======== SOURCE PASSAGE ========

The Ibrahim Index measures the delivery of public goods and services to citizens by government and non-state actors. The Ibrahim Index uses indicators across four main pillars: Safety and Rule of Law; Participation and Human Rights; Sustainable Economic Opportunity; and Human Development as proxies for the quality of the processes and outcomes of governance.

The Ibrahim Index assesses governance against 84 criteria, making it the most comprehensive collection of qualitative and quantitative data that measures governance in Africa. The criteria are divided into four main categories and 13 sub-categories. The indicators that make up the sub-categories are based either on official data (OD) or expert assessment (EA).

The 2012 Index of African Governance (IIAG) has been launched in London. This is the sixth year in which governance outcomes in Africa have been measured, looking at both country and regional performances across four major categories -Safety & Rule of Law, Participation & Human Rights, Sustainable Economic Opportunity and Human Development – and 88 component indicators. Once again, the data point to some important findings that can assist leaders and citizens in their decision-making processes. The 2012 IIAG confirms that governance progress has been achieved since 2000. There have been positive trends in 11 out of the 14 sub-categories, including all sub-categories within the Sustainable Economic Opportunity and Human Development categories. The other categories, Safety & Rule of Law and Participation & Human Rights have registered declines. However improvements were seen in the sub-categories National Security and Gender. Interestingly, at the indicator level, the most progress appears in Cross-Border Tensions, Core International Human Rights Conventions, Legislation on Violence against Women, Ratio of External Debt Service to Exports, Digital Connectivity and Anti-Retroviral Treatment Provision. The largest declines have been registered in Workers’ Rights, Safety of the Person and Transfers of Power. It is encouraging to note that the Millennium Development Goals have undoubtedly contributed to the improvement of the Human Development category. The post-MDG framework now has the potential to make similar improvements across the full package of expected goods and services that citizens have the right to expect. From 2000 to 2011, seven countries have demonstrated a significant improvement in their overall governance score: Liberia, Angola, Sierra Leone, Rwanda, Congo, Democratic Republic of Congo and Zambia. One country, Madagascar, has significantly declined. Over the last six years, Tanzania has climbed up the IIAG’s rankings, making it into the top ten for the first time. Angola, Liberia and Togo have left the IIAG’s group of the ten worst performers. They have been replaced by Eritrea, Guinea Bissau and Nigeria.

======== LISTED RECORDS ========

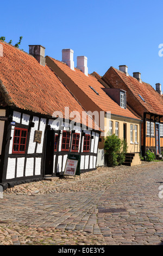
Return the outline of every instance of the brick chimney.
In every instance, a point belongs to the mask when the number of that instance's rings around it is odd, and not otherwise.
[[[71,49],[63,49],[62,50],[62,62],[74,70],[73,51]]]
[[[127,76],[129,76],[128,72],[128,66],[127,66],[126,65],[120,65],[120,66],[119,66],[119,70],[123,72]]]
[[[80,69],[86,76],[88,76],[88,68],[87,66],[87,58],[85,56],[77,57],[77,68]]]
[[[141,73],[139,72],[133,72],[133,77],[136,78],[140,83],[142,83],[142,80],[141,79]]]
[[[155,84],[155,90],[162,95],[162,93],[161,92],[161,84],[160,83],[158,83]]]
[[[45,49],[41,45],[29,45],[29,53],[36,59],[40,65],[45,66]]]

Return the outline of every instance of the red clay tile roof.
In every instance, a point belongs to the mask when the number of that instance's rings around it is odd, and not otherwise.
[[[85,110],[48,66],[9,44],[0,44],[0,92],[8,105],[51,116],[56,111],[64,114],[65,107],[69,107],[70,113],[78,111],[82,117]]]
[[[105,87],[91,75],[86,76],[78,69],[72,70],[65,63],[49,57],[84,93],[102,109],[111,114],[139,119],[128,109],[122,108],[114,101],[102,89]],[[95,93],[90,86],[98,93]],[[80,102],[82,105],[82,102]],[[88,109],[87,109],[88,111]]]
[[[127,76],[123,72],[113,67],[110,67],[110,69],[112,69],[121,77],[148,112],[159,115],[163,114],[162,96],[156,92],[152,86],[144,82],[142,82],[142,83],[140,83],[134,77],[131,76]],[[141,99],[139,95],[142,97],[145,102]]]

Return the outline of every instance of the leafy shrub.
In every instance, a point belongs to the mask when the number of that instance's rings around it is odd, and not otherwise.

========

**PROBLEMS TO WORK ON**.
a) Name every country that the Ibrahim Index passage says significantly improved its overall governance score from 2000 to 2011.
b) Duplicate the Ibrahim Index passage from "The Ibrahim Index assesses" up to and including "expert assessment (EA).".
None of the data is needed here.

**ANSWERS FOR THIS EXERCISE**.
a) Liberia, Angola, Sierra Leone, Rwanda, Congo, Democratic Republic of Congo, Zambia

b)
The Ibrahim Index assesses governance against 84 criteria, making it the most comprehensive collection of qualitative and quantitative data that measures governance in Africa. The criteria are divided into four main categories and 13 sub-categories. The indicators that make up the sub-categories are based either on official data (OD) or expert assessment (EA).